ASSIGNMENT — Without omitting anything, copy the data exactly.

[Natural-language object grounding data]

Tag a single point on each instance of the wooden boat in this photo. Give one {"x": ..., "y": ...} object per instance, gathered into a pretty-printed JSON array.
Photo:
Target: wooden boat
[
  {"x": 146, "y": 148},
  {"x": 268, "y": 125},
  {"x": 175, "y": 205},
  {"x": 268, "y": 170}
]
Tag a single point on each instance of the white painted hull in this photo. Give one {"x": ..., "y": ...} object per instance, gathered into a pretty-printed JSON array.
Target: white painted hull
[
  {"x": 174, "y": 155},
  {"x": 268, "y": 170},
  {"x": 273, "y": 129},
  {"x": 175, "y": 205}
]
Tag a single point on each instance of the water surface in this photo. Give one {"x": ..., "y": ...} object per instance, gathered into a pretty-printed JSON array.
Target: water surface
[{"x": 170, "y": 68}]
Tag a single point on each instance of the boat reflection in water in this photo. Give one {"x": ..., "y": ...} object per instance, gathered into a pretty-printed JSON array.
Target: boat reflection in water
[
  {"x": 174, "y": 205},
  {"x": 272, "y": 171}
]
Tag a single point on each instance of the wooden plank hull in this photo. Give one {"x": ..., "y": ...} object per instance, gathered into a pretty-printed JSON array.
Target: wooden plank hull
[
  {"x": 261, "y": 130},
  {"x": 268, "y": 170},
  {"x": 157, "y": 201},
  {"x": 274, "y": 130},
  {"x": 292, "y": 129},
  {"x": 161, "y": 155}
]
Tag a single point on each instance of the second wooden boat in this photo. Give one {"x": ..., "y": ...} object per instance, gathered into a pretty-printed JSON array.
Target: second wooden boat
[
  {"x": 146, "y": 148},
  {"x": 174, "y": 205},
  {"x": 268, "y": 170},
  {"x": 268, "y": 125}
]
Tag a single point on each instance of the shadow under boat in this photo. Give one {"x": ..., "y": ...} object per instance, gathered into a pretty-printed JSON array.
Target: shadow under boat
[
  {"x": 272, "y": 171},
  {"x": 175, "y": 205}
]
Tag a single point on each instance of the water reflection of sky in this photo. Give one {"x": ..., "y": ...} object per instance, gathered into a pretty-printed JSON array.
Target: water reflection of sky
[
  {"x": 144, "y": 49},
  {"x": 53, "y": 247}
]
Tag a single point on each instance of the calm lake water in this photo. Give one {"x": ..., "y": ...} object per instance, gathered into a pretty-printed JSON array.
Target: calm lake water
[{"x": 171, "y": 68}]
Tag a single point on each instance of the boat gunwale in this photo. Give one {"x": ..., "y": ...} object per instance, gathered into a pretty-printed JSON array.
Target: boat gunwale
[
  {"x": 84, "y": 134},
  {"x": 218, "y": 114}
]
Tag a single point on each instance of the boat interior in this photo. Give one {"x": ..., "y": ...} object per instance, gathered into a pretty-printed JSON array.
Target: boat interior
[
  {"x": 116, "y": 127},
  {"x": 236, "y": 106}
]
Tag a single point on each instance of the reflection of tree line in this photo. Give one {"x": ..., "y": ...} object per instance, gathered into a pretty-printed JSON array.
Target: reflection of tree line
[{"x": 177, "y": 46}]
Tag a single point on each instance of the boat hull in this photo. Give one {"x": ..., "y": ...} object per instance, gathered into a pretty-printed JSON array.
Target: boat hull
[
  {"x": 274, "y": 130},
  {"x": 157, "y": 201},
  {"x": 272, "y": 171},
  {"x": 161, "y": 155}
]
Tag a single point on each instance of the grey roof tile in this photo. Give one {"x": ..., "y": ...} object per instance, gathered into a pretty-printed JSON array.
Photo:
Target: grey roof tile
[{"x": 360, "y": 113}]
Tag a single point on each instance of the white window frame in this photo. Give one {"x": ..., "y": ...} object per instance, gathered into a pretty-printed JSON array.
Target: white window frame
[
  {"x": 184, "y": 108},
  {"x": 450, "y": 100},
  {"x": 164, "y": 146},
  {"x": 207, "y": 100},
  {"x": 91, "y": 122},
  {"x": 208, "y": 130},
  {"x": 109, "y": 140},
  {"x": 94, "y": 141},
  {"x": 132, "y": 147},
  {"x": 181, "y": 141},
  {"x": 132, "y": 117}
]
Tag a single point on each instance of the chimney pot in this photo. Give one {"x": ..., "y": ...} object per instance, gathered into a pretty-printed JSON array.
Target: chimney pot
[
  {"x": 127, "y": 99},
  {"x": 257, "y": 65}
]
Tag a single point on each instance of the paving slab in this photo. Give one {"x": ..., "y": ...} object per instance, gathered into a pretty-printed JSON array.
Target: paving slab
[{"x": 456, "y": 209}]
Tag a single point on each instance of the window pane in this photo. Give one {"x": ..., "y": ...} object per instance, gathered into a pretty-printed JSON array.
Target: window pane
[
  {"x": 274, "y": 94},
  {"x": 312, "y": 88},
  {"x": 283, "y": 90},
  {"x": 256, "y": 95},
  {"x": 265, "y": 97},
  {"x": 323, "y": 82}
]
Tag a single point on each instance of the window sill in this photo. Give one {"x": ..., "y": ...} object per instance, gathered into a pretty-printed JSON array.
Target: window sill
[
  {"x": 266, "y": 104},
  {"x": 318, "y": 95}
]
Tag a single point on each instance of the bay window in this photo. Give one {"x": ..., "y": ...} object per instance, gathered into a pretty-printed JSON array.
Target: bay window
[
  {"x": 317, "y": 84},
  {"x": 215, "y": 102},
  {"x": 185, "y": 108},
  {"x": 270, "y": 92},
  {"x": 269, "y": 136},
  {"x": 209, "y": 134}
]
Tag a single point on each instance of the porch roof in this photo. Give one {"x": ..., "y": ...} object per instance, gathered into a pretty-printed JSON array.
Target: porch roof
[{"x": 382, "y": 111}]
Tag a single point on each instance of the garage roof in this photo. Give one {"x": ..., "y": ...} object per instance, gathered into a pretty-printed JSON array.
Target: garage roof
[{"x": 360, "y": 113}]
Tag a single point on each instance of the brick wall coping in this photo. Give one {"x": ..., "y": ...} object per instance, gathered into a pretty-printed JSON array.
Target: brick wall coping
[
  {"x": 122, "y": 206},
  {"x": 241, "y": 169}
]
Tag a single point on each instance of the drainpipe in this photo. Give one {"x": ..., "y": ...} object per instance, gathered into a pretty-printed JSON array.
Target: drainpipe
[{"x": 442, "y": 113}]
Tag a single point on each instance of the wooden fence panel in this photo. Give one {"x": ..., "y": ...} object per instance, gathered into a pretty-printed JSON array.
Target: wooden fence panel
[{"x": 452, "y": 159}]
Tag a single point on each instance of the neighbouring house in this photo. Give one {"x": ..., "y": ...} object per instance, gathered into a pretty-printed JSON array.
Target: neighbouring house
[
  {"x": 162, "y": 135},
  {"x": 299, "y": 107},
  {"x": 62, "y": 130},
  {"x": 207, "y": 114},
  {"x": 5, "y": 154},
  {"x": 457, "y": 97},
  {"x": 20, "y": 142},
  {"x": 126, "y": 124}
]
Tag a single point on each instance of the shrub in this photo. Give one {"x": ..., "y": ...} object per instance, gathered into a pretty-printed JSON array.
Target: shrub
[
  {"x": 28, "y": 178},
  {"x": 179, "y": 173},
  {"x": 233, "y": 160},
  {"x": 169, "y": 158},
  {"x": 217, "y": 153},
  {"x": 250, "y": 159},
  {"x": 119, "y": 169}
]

TASK RESULT —
Tag a single point on each instance of the wooden boat in this photo. Give one {"x": ..., "y": ...} object per instance, gathered into a pretty-printed JSON array.
Photo:
Target: wooden boat
[
  {"x": 146, "y": 148},
  {"x": 268, "y": 125},
  {"x": 175, "y": 205},
  {"x": 268, "y": 170}
]
Tag a single point on each instance of the white painted hull in this photo. Give one {"x": ..., "y": ...} object per instance, gathered into a pretty-printed JSON array.
Target: white painted hull
[
  {"x": 174, "y": 155},
  {"x": 268, "y": 170},
  {"x": 273, "y": 129},
  {"x": 175, "y": 205}
]
Tag a single point on each instance of the water surface in this photo. Give one {"x": ..., "y": ...} object per instance, gathered into a pretty-printed JSON array.
Target: water surface
[{"x": 170, "y": 68}]
Tag a single point on each instance of the boat reflection in water in this photo. Give one {"x": ..., "y": ...} object per instance, gathered into a pretty-printed JSON array.
Target: boat reflection in water
[
  {"x": 174, "y": 205},
  {"x": 272, "y": 171}
]
Tag a single point on each instance of the wooden plank hull in this photo. Give one {"x": ..., "y": ...} object per instance, gathered into a pretty-printed JSON array.
Target: wooden plank hull
[
  {"x": 261, "y": 130},
  {"x": 268, "y": 170},
  {"x": 157, "y": 201},
  {"x": 274, "y": 130},
  {"x": 292, "y": 129},
  {"x": 161, "y": 155}
]
Tag a single point on each instance of the second wooden boat in this photo. Give one {"x": ..., "y": ...} object per instance, gathered into a pretty-printed JSON array.
Target: second wooden boat
[
  {"x": 146, "y": 148},
  {"x": 174, "y": 205},
  {"x": 268, "y": 170},
  {"x": 268, "y": 125}
]
Tag a single point on each instance of the shadow under boat in this photo. Give one {"x": ..., "y": ...} object per instance, gathered into a pretty-printed JSON array.
Target: shadow under boat
[
  {"x": 272, "y": 171},
  {"x": 175, "y": 205}
]
Tag a single point on each instance of the water reflection of sky in this photo. Give one {"x": ..., "y": ...} object per instance, gathered into a pretty-printed JSON array.
Target: water reflection of sky
[
  {"x": 144, "y": 49},
  {"x": 53, "y": 247}
]
Tag a single point on each instance of the calm lake water in this photo. Give one {"x": ..., "y": ...} object per instance, gathered into a pretty-printed JSON array.
Target: calm lake water
[{"x": 171, "y": 68}]
Tag a single point on each instance of the boat gunwale in this photo. Give one {"x": ..., "y": ...} object per instance, gathered into a pretty-printed JSON array.
Target: boat gunwale
[
  {"x": 84, "y": 134},
  {"x": 218, "y": 114}
]
Tag a single point on each instance of the boat interior in this photo. Give one {"x": ..., "y": ...} object per instance, gathered into a pretty-printed JSON array.
Target: boat interior
[
  {"x": 116, "y": 127},
  {"x": 236, "y": 106}
]
Tag a single point on each instance of the reflection of tree line in this photo. Give one {"x": ..., "y": ...} object per instance, gathered into a pretty-printed JSON array.
Target: reflection of tree line
[{"x": 177, "y": 46}]
Tag a single point on each instance of the boat hull in this photo. Give one {"x": ..., "y": ...} object per instance, gathered into a pretty-printed JSON array.
Target: boat hull
[
  {"x": 274, "y": 130},
  {"x": 157, "y": 201},
  {"x": 272, "y": 171},
  {"x": 161, "y": 155}
]
Tag a single point on each instance of the grey roof tile in this photo. Give one {"x": ..., "y": ...} object per instance, gathered into a pretty-printed JSON array.
Photo:
Target: grey roof tile
[{"x": 360, "y": 113}]
Tag a single point on each instance of the white window frame in this photo. Give one {"x": ..., "y": ...} object per instance, gathered into a pretty-printed JSON array.
Target: white window frame
[
  {"x": 184, "y": 108},
  {"x": 450, "y": 100},
  {"x": 164, "y": 146},
  {"x": 207, "y": 100},
  {"x": 91, "y": 122},
  {"x": 208, "y": 130},
  {"x": 109, "y": 140},
  {"x": 94, "y": 141},
  {"x": 132, "y": 147},
  {"x": 181, "y": 141},
  {"x": 132, "y": 117}
]
Tag a single point on each instance of the chimney pot in this photo. Give one {"x": ..., "y": ...} object per instance, gathered into a pretty-printed JSON array.
Target: chimney pot
[
  {"x": 127, "y": 99},
  {"x": 257, "y": 65}
]
Tag a single point on each instance of the paving slab in this photo. Give one {"x": ..., "y": ...} object per instance, gathered into a pretty-printed JSON array.
Target: paving slab
[{"x": 456, "y": 209}]
Tag a single point on each instance of the window pane in this photo. Give one {"x": ..., "y": ...} object per instance, gathered into a pretty-printed JSON array.
Target: window pane
[
  {"x": 274, "y": 94},
  {"x": 312, "y": 88},
  {"x": 283, "y": 90},
  {"x": 256, "y": 95},
  {"x": 265, "y": 97},
  {"x": 323, "y": 82}
]
Tag a single point on each instance of the window sill in this photo. Give one {"x": ..., "y": ...} object per instance, gathered into a pretty-printed JSON array.
Target: window sill
[
  {"x": 266, "y": 104},
  {"x": 318, "y": 95}
]
Tag a single point on each instance of the bay window in this photo. Give one {"x": ..., "y": ...} object per instance, gathered into a pretty-printed JSON array.
Target: bay window
[
  {"x": 317, "y": 84},
  {"x": 215, "y": 102},
  {"x": 185, "y": 108},
  {"x": 270, "y": 92},
  {"x": 269, "y": 136},
  {"x": 209, "y": 134}
]
Tag a single point on each instance of the porch roof in this photo. Give one {"x": ..., "y": ...} object per instance, gathered into a pretty-printed JSON array.
Target: porch roof
[{"x": 382, "y": 111}]
Tag a single point on each instance of the garage roof in this photo. Give one {"x": ..., "y": ...} object per instance, gathered into a pretty-printed JSON array.
Target: garage roof
[{"x": 360, "y": 113}]
Tag a single point on each instance of the brick wall coping in this photo. Give one {"x": ..., "y": ...} object per instance, gathered into a pretty-printed JSON array.
Target: brick wall coping
[
  {"x": 122, "y": 206},
  {"x": 241, "y": 169}
]
Tag a single point on each instance of the drainpipe in this photo. Give one {"x": ..., "y": ...} object per instance, gathered into a pretty-printed JSON array.
Target: drainpipe
[{"x": 442, "y": 113}]
Tag a single point on each instance of the wooden fence panel in this photo. Give one {"x": ..., "y": ...} object per instance, gathered into a pretty-printed JSON array.
Target: wooden fence panel
[{"x": 452, "y": 159}]
Tag a single point on each instance of the neighbouring house in this photo. Give one {"x": ..., "y": ...} object per instance, gathered into a pretty-printed JSON array.
Target: neighbouring house
[
  {"x": 162, "y": 135},
  {"x": 299, "y": 107},
  {"x": 62, "y": 130},
  {"x": 207, "y": 114},
  {"x": 5, "y": 154},
  {"x": 457, "y": 97},
  {"x": 20, "y": 142},
  {"x": 126, "y": 124}
]
Tag a single point on each instance of the shrub in this photo. Give one {"x": ..., "y": ...} object per instance, gathered into a pretty-printed JSON array.
Target: shrub
[
  {"x": 28, "y": 178},
  {"x": 179, "y": 173},
  {"x": 233, "y": 160},
  {"x": 169, "y": 158},
  {"x": 217, "y": 153},
  {"x": 250, "y": 159},
  {"x": 119, "y": 169}
]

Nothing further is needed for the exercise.